» ИСХОДНЫЙ ФРАГМЕНТ
────────────────
И тут мысль наша начинает двоиться. С одной стороны, с другой стороны…
С одной стороны, Александр I поступил безобразно, когда, покидая 6 июля войска, оставил вакантным место единого главнокомандующего тремя русскими армиями. На Барклая, который стоял во главе самой крупной из них, был военным министром и автором самой идеи единого главкома, все стали смотреть как на основного претендента. А значит — как на виновника отступления, в котором видели тогда не гениальный тактический маневр, но постыдный стратегический просчет. (Содержание записки 1810 года, естественно, не оглашалось.) Но никакой реальной власти государь Барклаю не предоставил; и чего стоили после этого слова из личного письма полководцу: — «Я передал в ваши руки, генерал, спасение России»? [162]
…Иди, спасай. Ты встал — и спас…
Вновь приближенному досталась роль громоотвода; карьерная пауза не только давала врагам Барклая возможность начать плетение интриг; она провоцировала их на это.
────────────────
Кратко изложите фрагмент в двух предложениях. Эти записи получены из другого источника и с фрагментом не связаны.

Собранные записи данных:
────────────────
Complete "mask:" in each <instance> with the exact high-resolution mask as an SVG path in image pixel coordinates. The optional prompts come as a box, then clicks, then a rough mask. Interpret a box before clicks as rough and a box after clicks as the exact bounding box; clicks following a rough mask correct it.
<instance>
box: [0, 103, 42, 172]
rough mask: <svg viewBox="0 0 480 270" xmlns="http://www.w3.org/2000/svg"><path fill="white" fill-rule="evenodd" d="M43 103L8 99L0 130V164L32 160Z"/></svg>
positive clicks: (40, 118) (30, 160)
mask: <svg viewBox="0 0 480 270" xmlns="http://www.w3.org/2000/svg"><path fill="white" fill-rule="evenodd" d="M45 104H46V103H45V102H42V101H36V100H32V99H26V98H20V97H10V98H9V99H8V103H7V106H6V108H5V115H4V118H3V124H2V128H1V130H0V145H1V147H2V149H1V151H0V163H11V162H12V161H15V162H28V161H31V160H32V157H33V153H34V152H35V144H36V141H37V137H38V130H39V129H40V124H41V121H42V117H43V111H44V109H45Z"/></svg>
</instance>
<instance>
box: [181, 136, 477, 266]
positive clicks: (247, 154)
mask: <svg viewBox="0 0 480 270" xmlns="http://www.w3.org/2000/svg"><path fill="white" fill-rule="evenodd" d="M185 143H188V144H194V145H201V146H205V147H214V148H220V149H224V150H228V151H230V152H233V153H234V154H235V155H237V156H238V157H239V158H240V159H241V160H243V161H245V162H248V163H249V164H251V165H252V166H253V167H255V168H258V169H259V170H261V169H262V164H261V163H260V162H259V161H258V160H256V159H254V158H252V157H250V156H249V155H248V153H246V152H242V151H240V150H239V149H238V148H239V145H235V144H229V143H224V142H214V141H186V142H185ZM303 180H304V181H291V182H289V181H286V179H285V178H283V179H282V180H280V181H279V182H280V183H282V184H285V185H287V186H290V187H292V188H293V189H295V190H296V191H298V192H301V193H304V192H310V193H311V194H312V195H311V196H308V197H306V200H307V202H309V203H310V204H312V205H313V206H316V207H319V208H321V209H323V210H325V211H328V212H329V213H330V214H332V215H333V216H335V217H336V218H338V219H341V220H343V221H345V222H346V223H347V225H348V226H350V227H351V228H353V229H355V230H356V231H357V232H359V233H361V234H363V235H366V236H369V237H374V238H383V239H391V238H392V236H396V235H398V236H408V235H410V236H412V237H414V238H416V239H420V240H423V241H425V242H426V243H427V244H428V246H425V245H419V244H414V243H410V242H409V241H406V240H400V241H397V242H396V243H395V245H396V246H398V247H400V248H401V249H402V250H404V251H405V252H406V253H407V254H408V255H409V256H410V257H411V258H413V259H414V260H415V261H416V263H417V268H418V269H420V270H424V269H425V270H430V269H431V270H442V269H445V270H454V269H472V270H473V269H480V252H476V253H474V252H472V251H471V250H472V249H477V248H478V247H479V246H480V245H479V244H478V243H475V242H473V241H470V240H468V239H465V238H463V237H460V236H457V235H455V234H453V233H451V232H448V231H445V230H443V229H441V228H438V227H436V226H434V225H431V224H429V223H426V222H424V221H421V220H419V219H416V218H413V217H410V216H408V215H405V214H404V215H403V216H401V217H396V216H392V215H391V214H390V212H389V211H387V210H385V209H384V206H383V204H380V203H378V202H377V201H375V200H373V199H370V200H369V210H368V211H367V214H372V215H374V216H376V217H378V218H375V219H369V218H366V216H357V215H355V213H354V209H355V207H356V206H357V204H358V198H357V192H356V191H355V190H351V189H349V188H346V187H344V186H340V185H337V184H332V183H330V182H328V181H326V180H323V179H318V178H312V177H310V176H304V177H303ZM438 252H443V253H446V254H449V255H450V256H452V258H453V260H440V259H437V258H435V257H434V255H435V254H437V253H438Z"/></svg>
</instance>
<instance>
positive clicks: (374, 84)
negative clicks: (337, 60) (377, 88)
────────────────
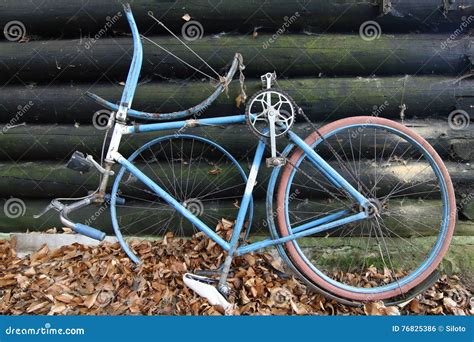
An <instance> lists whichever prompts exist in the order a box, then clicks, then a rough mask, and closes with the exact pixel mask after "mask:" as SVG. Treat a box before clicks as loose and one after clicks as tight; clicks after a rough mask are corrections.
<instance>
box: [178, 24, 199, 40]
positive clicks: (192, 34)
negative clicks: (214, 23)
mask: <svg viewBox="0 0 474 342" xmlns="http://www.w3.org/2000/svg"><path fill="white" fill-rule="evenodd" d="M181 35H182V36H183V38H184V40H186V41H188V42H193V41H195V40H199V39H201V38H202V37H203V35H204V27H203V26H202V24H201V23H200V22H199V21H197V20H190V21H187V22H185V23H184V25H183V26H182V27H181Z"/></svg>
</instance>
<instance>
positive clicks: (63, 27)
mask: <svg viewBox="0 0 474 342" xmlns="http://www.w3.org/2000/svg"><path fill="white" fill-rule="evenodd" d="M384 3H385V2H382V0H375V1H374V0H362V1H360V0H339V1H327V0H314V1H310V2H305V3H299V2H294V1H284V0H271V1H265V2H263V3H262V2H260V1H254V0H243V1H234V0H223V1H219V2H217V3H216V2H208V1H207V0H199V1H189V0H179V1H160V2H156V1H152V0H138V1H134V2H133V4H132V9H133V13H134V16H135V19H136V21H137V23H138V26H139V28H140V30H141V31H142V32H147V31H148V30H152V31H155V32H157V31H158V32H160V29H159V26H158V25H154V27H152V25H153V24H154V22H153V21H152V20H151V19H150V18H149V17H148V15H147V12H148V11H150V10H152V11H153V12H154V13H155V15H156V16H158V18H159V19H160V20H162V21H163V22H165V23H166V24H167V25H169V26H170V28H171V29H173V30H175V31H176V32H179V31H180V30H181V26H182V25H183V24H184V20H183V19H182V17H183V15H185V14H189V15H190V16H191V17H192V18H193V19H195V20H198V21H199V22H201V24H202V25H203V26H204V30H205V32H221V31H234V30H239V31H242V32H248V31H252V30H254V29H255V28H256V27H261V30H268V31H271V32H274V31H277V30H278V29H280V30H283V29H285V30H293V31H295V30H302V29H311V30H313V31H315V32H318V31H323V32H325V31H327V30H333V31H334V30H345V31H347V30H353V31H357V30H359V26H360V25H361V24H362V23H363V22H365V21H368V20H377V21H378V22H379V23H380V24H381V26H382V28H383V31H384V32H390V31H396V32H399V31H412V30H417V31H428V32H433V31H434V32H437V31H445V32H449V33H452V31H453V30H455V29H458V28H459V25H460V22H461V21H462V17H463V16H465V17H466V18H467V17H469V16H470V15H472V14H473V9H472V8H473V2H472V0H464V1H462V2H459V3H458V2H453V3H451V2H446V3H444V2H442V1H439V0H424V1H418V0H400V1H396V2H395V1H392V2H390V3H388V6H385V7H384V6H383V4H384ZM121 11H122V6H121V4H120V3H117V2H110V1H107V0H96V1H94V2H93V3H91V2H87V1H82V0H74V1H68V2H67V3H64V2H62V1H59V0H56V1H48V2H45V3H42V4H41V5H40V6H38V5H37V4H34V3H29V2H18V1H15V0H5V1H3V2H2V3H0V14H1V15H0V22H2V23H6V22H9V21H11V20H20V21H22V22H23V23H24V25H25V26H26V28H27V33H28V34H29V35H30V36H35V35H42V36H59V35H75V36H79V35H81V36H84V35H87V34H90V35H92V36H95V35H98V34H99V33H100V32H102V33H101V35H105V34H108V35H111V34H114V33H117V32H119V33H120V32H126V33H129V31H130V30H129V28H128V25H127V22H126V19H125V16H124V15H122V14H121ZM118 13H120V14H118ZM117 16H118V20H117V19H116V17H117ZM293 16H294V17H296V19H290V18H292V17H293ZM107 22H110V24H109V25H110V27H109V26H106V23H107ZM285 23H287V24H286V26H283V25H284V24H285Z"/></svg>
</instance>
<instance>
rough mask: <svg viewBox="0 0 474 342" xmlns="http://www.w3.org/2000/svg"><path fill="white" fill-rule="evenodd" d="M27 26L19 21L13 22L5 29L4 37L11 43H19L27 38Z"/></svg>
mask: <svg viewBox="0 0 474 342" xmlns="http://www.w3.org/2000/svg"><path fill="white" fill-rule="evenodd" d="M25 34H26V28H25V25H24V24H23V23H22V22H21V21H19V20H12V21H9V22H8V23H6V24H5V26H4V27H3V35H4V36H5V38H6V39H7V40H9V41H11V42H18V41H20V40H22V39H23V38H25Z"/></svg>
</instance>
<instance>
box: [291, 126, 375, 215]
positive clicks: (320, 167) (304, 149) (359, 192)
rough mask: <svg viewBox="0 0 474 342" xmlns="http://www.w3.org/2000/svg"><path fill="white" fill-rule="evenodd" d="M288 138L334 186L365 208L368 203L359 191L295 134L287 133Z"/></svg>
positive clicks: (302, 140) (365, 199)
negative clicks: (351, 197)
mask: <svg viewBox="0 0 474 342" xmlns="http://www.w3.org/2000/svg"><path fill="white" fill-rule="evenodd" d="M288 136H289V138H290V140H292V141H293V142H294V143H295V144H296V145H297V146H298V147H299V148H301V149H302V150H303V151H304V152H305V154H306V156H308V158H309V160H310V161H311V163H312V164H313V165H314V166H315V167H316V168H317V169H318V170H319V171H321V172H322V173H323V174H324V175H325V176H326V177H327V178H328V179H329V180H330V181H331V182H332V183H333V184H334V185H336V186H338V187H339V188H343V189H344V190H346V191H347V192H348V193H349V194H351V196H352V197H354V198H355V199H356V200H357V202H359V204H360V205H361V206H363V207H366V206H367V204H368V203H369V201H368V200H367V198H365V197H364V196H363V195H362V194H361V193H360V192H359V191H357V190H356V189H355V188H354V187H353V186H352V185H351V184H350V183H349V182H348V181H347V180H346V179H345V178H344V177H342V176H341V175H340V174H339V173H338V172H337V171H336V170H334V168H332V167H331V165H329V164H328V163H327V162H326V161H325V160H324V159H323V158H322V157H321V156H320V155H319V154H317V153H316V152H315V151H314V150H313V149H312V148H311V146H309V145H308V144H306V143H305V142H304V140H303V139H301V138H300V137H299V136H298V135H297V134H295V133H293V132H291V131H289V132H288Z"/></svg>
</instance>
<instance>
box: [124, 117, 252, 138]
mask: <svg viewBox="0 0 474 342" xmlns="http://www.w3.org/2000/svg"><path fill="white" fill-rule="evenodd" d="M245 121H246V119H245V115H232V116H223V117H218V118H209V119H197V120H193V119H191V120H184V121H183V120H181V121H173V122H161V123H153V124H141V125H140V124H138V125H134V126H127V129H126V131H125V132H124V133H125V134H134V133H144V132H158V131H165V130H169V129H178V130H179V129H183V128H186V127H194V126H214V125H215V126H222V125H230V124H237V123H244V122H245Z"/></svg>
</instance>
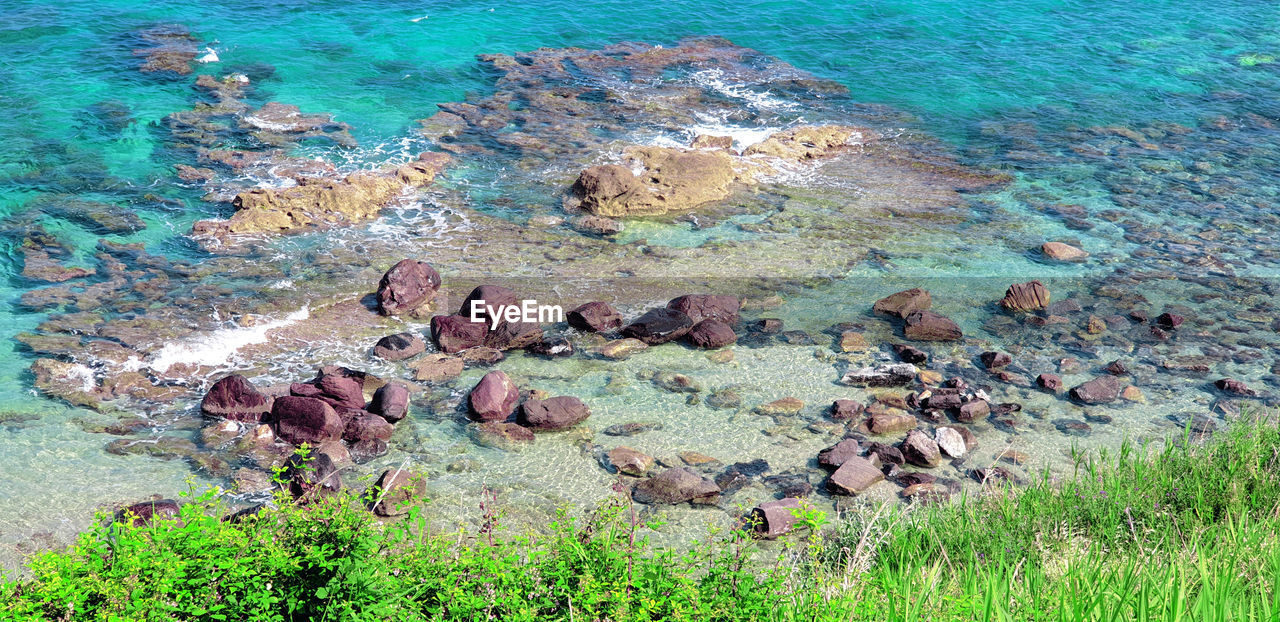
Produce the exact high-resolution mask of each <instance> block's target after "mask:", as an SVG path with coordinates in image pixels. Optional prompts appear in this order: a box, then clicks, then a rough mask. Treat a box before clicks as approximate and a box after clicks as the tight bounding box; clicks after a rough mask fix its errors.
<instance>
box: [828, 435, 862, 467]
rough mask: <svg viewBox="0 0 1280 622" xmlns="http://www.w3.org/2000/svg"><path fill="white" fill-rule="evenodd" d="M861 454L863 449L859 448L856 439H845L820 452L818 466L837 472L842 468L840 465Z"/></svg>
────────────────
» РЕЗУЛЬТАТ ВЫПОЛНЕНИЯ
Покидая войска 6 июля, Александр I оставил вакантным место единого главнокомандующего тремя армиями, и все стали видеть в Барклае, военном министре и командующем самой крупной из них, главного претендента, а значит, и виновника отступления, которое тогда считали постыдным стратегическим просчетом. Реальной власти государь Барклаю при этом не предоставил, поэтому тому досталась роль громоотвода, а карьерная пауза давала его врагам возможность плести интриги и даже провоцировала их на это.